=== Provided text ===
+===+

Over the last two decades, MRS has been increasingly used for the grading of gliomas. Multiple previous studies have corroborated and validated the relationship between the metabolites detected by MRS and glioma grading [36]. Lipids are one of the recognized metabolites consistently associated with gliomas; previous studies [36] have utilized the mobile lipid signals at 1.3 and 0.9 ppm as reference points. Although MRS is considered a robust method for glioma grading [6], it has several drawbacks. Multi-voxel MRS requires a long acquisition time (6–10 minutes), which may give rise to motion artefacts and patient discomfort. Image acquisition and spectral differentiation may suffer from magnetic susceptibility artefacts formed by the adjacent bones and haemorrhage, motion artefacts and poor shimming [3]. Single-voxel spectroscopy (SVS), in particular, not only requires expensive software, but is time-consuming for post-processing and result interpretation [7].

The chemical shift in- and opposed-phase (IOP) sequence is one of the gradient-echo (GE) MRI sequences, and it has been clinically utilized for the detection of lipids in various conditions, including adrenal adenoma, renal angiomyolipoma, bone marrow pathology and whole-body fat quantification [812]. A recent study has also shown its usefulness in the detection of mobile lipids in intracranial lesions, including gliomas [13]. Elevated lipid levels in gliomas have been reported in various studies [14]. In high-grade gliomas, elevated lipid levels appear as a higher signal loss in the opposed-phase images. In this work, we attempt to take advantage of this physical phenomenon for grading of gliomas based on lipid levels. Other advantages of this imaging sequence include shorter acquisition time (approximately 1 min), which is an advantage over MRS acquisition. This sequence is also not susceptible to artefacts formed by adjacent bones and does not require expensive software applications [7, 15, 16].

+===+

Dataset entries

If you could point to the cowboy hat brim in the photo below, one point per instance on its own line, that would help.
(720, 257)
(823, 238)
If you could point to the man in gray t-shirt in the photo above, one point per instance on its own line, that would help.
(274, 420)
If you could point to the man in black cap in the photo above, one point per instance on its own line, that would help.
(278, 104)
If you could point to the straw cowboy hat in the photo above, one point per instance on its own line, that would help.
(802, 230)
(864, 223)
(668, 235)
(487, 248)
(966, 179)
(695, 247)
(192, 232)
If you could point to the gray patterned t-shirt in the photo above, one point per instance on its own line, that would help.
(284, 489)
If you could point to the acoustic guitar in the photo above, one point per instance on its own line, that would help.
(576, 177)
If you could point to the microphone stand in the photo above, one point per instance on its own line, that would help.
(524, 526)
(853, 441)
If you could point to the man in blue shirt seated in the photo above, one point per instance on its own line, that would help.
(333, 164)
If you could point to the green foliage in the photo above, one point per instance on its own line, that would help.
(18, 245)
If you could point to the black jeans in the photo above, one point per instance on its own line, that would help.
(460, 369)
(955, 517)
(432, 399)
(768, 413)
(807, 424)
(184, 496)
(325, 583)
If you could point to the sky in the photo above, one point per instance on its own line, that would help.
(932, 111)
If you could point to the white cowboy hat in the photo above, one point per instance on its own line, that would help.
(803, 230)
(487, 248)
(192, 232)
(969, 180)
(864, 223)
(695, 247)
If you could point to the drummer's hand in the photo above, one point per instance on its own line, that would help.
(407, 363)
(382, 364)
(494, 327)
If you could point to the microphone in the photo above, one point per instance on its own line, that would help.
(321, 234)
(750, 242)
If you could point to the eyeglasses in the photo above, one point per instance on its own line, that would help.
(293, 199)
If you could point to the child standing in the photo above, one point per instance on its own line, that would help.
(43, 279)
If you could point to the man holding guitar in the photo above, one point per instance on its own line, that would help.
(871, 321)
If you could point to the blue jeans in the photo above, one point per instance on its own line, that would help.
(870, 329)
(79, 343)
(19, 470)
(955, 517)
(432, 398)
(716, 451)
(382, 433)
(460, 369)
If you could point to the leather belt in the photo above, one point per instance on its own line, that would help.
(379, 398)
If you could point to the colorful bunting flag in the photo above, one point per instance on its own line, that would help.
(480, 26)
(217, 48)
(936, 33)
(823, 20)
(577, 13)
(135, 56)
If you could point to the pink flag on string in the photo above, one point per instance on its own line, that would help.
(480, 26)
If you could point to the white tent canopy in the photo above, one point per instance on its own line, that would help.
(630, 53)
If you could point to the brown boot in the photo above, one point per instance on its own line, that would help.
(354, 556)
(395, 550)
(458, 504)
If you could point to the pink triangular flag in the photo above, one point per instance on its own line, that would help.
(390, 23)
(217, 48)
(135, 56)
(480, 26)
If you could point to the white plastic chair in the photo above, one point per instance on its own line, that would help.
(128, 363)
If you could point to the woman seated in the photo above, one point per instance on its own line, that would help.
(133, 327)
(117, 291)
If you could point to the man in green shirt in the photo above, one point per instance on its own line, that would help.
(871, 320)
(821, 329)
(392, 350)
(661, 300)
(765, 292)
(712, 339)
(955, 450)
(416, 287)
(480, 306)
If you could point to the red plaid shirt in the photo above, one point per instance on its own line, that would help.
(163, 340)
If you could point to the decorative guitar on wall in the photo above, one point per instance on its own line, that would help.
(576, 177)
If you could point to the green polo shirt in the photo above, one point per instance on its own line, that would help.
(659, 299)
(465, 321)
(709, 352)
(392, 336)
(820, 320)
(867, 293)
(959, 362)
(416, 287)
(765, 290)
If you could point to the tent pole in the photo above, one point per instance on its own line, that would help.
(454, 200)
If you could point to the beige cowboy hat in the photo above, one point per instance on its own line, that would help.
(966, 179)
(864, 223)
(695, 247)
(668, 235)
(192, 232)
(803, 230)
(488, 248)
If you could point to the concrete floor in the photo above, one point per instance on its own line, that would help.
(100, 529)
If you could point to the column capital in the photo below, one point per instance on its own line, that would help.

+===+

=== Problems to solve ===
**1.** In the glioma grading passage, about how long does the in- and opposed-phase sequence take to acquire?
**2.** Extend the glioma grading passage beyond its final sentence.
These records were taken from a separate source.

=== Results of the exercise ===
**1.** Approximately 1 minute.

**2.**
In this study, we investigated the feasibility of using the IOP imaging sequence to grade glioma. This work is divided into two parts. The first involves a phantom study in which parameters obtained using the IOP sequence are correlated to lipid quantification using MRS. In the second section, the feasibility of this method for glioma grading is investigated in a cohort of 22 patients diagnosed with various stages of glioma.

Materials and methods

Phantom study

Few lipid phantom studies have been carried out in which the IOP sequence has been used for characterization [8, 13, 17]. To the best of the authors’ knowledge, no studies conducted to date have used this sequence to investigate the correlation of lipid components (ppm) obtained from SVS with lipid concentration (%). In the current work, a lipid phantom was constructed using SMOFlipid® 20 % (Fresenius Kabi, Richmond Hill, Ontario, Canada), an emulsion used for infusion containing soya oil, medium-chain triglycerides, olive oil and fish oil. The lipid phantom attempts to model the effects of low-lipid-fraction tumours, such as gliomas, in an IOP sequence in contrast to high-lipid-fraction tumours such as lipomas.

The lipid phantom was constructed using ten 50-ml (6.7-cm height and 4.2-cm inner diameter) cylindrical bottles placed within a larger rectangular (25.2 × 9.0 × 7.5 cm3) container (Fig. 1). To prepare the solution for injection, the lipid in SMOFlipid® 20 % was further diluted with water to obtain nine 40-ml lipid phantom dilutions ranging from 20 to 1 %. A tenth bottle was filled with pure water to act as a control. The ten bottles were then submerged in a gelatin bath contained in the rectangular container in order to augment magnetic field homogeneity.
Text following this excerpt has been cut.